[Exercise aim] Output the records below word for word, leaving out the pictures.
┌─ Records supplied
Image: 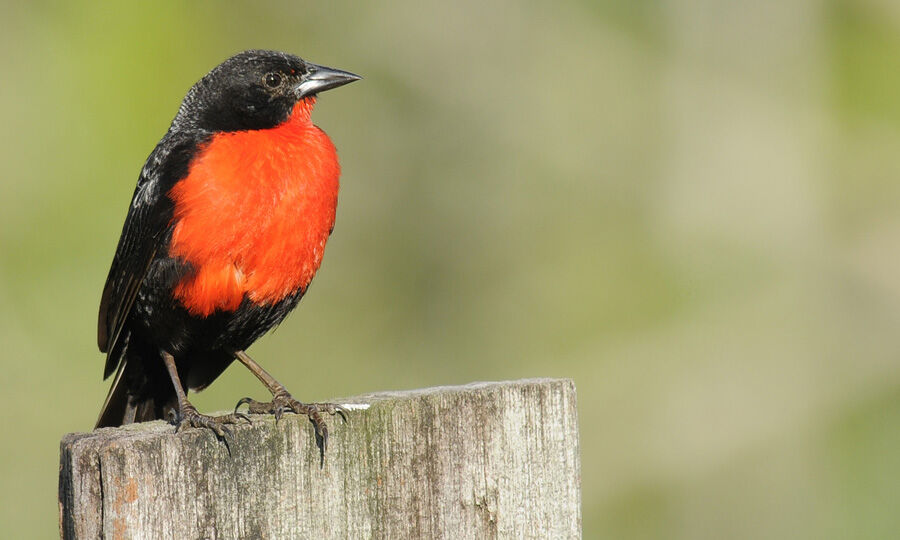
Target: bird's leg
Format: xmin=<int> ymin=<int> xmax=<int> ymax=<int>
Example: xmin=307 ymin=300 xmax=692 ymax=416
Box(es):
xmin=162 ymin=351 xmax=250 ymax=443
xmin=234 ymin=351 xmax=347 ymax=453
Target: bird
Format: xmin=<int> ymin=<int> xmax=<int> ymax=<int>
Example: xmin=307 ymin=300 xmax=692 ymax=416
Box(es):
xmin=95 ymin=50 xmax=361 ymax=452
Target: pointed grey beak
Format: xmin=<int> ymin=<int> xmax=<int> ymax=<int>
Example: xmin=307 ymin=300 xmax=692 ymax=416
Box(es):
└─
[Reply to the exercise]
Image: 
Target: bird's leg
Format: xmin=<int> ymin=<int> xmax=<int> ymax=<int>
Example: xmin=307 ymin=300 xmax=692 ymax=416
Box(es):
xmin=162 ymin=351 xmax=250 ymax=443
xmin=234 ymin=351 xmax=347 ymax=453
Target: bird
Format: xmin=<int> ymin=<int> xmax=<int> ymax=<int>
Example: xmin=307 ymin=300 xmax=692 ymax=416
Box(es):
xmin=95 ymin=50 xmax=361 ymax=452
Target: pointed grey beak
Format: xmin=<int> ymin=<int> xmax=<int> ymax=<int>
Example: xmin=307 ymin=300 xmax=692 ymax=416
Box(es):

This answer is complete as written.